— Start Source data —

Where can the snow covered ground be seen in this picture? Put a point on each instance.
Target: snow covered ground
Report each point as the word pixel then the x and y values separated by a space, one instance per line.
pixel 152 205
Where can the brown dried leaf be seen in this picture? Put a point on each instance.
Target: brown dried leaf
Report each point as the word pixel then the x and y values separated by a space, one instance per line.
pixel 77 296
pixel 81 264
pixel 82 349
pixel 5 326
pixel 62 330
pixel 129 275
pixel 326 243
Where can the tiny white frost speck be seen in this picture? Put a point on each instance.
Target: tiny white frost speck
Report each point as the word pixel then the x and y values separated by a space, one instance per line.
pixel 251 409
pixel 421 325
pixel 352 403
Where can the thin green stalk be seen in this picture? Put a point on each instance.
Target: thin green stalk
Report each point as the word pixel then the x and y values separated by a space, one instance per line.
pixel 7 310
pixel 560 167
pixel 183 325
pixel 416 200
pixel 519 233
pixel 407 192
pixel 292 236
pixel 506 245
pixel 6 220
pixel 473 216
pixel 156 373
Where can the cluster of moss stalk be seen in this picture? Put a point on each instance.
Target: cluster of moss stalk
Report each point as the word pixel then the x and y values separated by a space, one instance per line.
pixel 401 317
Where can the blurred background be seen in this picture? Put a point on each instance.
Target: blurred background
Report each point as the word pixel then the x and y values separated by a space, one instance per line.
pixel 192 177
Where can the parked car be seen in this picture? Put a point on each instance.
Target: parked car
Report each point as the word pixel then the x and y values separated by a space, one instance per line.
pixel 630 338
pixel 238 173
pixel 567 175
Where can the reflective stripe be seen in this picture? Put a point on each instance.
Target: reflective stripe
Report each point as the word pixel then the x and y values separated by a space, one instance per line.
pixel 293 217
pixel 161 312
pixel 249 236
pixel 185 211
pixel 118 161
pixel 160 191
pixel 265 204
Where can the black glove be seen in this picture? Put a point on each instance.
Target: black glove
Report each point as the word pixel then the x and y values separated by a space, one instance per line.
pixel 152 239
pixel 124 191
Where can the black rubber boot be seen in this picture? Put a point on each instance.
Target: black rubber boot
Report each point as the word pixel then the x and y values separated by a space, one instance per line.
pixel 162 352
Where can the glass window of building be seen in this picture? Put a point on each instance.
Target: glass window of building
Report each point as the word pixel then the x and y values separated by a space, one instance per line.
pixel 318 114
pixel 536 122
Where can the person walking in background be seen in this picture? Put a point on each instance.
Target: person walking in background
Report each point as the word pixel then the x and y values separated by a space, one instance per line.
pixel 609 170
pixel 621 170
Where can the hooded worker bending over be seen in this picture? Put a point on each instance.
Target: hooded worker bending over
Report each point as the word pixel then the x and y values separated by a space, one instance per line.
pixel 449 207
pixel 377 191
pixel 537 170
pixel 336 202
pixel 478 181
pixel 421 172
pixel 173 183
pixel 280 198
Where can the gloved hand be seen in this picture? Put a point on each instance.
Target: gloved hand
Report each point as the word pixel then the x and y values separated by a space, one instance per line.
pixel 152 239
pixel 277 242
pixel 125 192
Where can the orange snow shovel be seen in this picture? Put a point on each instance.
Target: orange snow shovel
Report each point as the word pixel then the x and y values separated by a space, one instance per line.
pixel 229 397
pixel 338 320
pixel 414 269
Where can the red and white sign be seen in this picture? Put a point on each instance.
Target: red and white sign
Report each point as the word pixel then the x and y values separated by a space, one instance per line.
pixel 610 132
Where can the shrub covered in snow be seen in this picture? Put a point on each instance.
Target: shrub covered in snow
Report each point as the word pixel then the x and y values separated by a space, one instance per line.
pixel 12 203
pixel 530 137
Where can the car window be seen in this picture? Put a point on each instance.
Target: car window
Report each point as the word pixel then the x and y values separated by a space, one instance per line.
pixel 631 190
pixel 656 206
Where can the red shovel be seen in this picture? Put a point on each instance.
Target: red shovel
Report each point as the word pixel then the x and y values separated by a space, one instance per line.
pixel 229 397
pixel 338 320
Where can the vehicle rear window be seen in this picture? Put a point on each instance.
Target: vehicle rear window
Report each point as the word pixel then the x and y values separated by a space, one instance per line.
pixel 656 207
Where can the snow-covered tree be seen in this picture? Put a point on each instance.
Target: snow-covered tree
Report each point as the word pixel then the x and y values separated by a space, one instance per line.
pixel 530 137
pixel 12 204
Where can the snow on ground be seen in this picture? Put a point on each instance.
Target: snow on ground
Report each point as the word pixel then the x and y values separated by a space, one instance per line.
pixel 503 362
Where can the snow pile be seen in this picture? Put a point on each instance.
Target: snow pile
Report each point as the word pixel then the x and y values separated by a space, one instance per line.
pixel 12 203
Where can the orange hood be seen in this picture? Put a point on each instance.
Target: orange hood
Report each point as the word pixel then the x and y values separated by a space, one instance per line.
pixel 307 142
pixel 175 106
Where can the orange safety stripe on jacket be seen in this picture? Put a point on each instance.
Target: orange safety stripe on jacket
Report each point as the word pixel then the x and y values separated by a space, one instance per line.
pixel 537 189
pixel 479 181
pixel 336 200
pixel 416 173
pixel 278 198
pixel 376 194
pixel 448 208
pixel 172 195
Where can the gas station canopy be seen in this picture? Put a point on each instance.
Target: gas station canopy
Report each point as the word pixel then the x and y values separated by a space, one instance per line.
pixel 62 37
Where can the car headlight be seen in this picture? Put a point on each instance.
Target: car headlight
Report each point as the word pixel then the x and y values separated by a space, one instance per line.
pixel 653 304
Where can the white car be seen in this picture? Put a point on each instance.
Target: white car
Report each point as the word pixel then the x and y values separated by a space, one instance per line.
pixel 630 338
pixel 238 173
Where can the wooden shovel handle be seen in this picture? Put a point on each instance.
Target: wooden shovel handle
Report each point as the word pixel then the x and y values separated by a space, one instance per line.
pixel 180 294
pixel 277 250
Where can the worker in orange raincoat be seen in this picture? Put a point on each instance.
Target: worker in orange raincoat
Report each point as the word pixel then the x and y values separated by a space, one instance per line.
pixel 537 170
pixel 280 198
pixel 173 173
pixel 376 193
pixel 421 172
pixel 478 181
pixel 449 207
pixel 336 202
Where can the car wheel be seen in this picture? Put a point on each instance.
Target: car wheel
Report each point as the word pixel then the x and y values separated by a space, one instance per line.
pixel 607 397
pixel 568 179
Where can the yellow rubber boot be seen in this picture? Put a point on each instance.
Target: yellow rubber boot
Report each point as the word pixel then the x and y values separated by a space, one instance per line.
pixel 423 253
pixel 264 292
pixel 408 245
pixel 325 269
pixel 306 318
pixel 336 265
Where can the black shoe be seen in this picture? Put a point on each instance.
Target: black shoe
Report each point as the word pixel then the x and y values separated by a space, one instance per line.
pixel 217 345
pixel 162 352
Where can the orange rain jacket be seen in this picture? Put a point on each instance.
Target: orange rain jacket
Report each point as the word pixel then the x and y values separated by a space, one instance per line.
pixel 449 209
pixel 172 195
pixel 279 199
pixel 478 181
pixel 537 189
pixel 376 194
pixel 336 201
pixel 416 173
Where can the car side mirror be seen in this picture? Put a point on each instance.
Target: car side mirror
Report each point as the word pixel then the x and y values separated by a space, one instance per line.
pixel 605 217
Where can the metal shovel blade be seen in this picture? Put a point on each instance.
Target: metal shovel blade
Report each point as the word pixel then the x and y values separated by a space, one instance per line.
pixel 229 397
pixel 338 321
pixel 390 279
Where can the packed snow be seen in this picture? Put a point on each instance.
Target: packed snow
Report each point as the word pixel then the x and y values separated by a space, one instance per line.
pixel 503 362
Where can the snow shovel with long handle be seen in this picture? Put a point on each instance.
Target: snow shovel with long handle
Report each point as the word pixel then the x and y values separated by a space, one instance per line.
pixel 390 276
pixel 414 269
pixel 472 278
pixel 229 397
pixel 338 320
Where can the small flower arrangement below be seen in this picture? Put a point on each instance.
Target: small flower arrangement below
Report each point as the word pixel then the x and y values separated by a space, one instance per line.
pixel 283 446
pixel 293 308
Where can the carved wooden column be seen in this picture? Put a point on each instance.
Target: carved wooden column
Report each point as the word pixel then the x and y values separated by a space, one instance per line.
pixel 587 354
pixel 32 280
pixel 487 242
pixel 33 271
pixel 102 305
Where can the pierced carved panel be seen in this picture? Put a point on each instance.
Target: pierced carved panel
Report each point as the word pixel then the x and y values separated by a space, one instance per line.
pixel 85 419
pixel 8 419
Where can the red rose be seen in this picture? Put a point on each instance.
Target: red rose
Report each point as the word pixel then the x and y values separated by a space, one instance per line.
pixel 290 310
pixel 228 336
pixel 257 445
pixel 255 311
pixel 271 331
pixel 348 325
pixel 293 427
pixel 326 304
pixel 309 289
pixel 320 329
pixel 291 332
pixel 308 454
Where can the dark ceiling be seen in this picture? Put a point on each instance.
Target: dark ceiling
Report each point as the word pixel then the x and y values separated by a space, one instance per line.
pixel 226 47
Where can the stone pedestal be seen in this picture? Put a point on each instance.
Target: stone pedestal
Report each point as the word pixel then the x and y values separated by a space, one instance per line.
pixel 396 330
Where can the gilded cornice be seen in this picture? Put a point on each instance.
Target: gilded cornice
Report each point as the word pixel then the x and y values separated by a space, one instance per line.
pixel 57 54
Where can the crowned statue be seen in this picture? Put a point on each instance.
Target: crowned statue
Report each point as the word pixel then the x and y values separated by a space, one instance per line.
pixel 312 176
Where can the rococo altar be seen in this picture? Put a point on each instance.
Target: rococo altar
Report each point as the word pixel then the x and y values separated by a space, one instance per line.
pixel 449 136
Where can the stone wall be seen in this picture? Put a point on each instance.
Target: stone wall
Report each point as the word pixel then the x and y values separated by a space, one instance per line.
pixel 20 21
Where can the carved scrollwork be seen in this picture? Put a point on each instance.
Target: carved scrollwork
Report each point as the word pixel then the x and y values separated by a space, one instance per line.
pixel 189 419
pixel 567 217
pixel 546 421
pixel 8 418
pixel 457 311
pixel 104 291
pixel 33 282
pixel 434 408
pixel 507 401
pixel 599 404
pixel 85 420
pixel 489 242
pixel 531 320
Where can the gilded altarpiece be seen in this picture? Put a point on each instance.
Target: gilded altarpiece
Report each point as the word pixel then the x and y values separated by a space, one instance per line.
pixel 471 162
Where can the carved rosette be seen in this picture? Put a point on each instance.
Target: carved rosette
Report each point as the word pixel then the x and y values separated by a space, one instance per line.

— End Source data —

Can you swap "stone" for "marble" in the part of the records that opens with the line containing "Where can the pierced" and closes with the line containing "pixel 20 21", leaving everything else in those lines unchanged?

Where can the pierced carved panel be seen in this picture? Put a point on each instance.
Target: pierced carved panel
Report each point as the word pixel then the x and y values separated by a space, one instance per line.
pixel 85 419
pixel 8 419
Where can the red rose be seen in this picture? Put a point on each instance.
Target: red rose
Report each point as the word pixel then the x and y values separated by a space, one instance per line.
pixel 290 310
pixel 228 336
pixel 257 445
pixel 255 311
pixel 271 331
pixel 348 325
pixel 293 427
pixel 326 304
pixel 309 289
pixel 320 329
pixel 291 332
pixel 308 454
Where can the dark ceiling be seen in this picture? Put a point on each instance.
Target: dark ceiling
Report each point as the word pixel then the x and y values separated by a space, one instance per line.
pixel 226 47
Where can the marble pedestal be seen in this picture? Put a point on each instance.
Target: marble pedestal
Report each point as the word pixel then the x and y values separated by a space, one instance per line.
pixel 396 330
Where can the gilded cornice be seen in this picture? Put a point on each instance.
Target: gilded cornice
Report each point as the word pixel then the x and y values separated by a space, one instance per line.
pixel 57 54
Where can the crowned statue be seen in this picture? Put a point on each instance.
Target: crowned statue
Report each point as the word pixel then the x and y values separated by a space, one instance per line.
pixel 312 176
Where can the rococo altar be seen in this picture? Put a point on each instance.
Target: rococo altar
Report each point as the word pixel then the x and y values separated by a space, one instance per line.
pixel 449 136
Where can the marble wall be seen in this picture? Put a point on each instance.
Target: marble wall
Report each point as the word pixel then the x and y values separated by a space, one instance per line.
pixel 20 21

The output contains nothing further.